### Given request
Reproduce every line of the listing below without any change, but leave out the picture.
--*--
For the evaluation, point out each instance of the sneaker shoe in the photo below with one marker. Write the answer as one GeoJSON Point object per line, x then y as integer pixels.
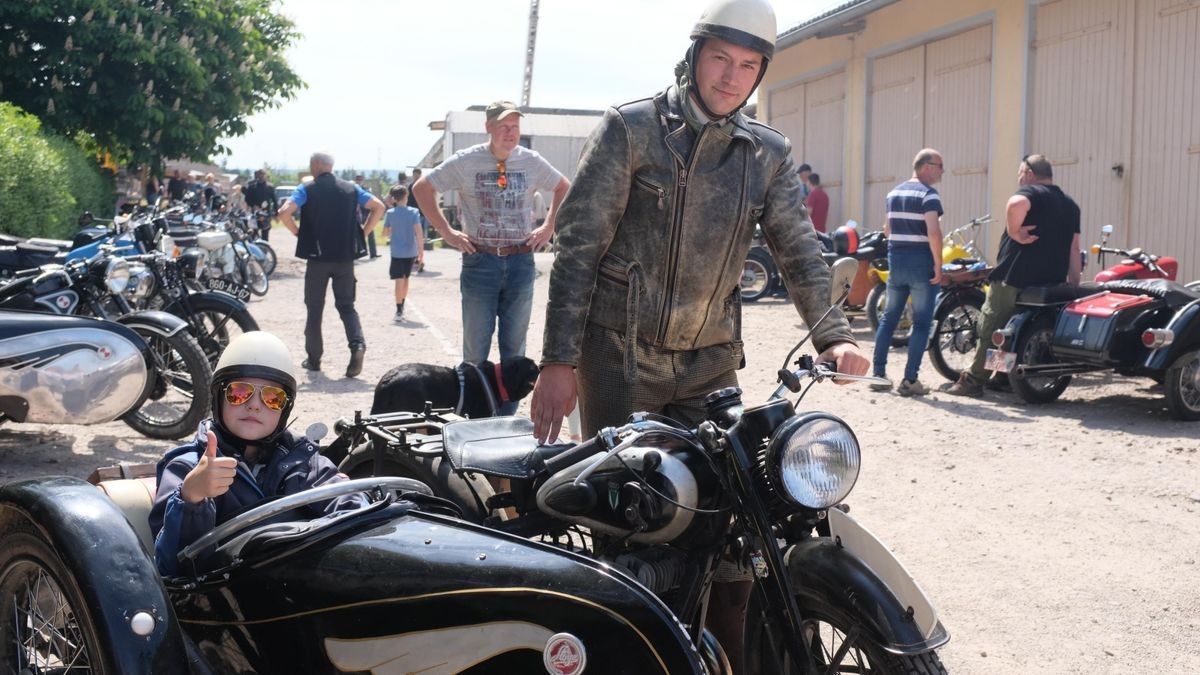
{"type": "Point", "coordinates": [355, 366]}
{"type": "Point", "coordinates": [964, 387]}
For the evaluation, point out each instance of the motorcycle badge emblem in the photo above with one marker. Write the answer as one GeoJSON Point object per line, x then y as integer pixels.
{"type": "Point", "coordinates": [564, 655]}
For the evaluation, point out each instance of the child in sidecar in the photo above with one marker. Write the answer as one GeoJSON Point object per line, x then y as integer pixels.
{"type": "Point", "coordinates": [243, 454]}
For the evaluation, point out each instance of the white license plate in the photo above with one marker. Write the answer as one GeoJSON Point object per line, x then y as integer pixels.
{"type": "Point", "coordinates": [1000, 360]}
{"type": "Point", "coordinates": [227, 286]}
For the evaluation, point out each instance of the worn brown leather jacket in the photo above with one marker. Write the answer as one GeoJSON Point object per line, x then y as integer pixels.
{"type": "Point", "coordinates": [654, 232]}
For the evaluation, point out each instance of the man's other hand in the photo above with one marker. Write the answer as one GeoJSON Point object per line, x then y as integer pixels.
{"type": "Point", "coordinates": [553, 398]}
{"type": "Point", "coordinates": [847, 357]}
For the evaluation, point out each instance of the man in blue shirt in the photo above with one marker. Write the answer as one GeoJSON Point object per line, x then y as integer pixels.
{"type": "Point", "coordinates": [915, 266]}
{"type": "Point", "coordinates": [329, 238]}
{"type": "Point", "coordinates": [402, 225]}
--*--
### Result below
For the evaluation, point out each instance of the sneaker shoe in the photo below with one marker. Write the answer as one GeoJSON Point object per line, x then y as integer pixels.
{"type": "Point", "coordinates": [355, 366]}
{"type": "Point", "coordinates": [964, 387]}
For the evaluation, point out each instance of the motorcycle badge emblem in the photo above with one marker. Write the answer as one GeoJSON Point object per line, x then y as integer pixels.
{"type": "Point", "coordinates": [564, 655]}
For the evaluation, point out each instance of the child in sidecar in the photo above with one marker. Write the answer as one GeoJSON Point object per line, x then y as integer pixels.
{"type": "Point", "coordinates": [243, 454]}
For the evaluation, point out each instance of the white license plate in the photo above with one marker. Write the answer as one GeoJSON Point object per line, x then y as integer pixels.
{"type": "Point", "coordinates": [1000, 360]}
{"type": "Point", "coordinates": [227, 286]}
For the evaluation, point out each instance of the worn brown leather jacket in the photo above with one marker. Write the answer as one GeoJSON Point object per line, x then y as integer pixels.
{"type": "Point", "coordinates": [654, 232]}
For the evaluation, point out each instance of the man's other hand in the photo above with one marker. Write the answer as one GeoJSON Point object per line, x then y as integer pixels.
{"type": "Point", "coordinates": [553, 398]}
{"type": "Point", "coordinates": [847, 357]}
For the evaluation, point out each instance of the man in blue shirt in the photo above with one marker. Write the answer as one GeoJSON Point object per line, x then y as integer pixels.
{"type": "Point", "coordinates": [915, 266]}
{"type": "Point", "coordinates": [329, 238]}
{"type": "Point", "coordinates": [402, 225]}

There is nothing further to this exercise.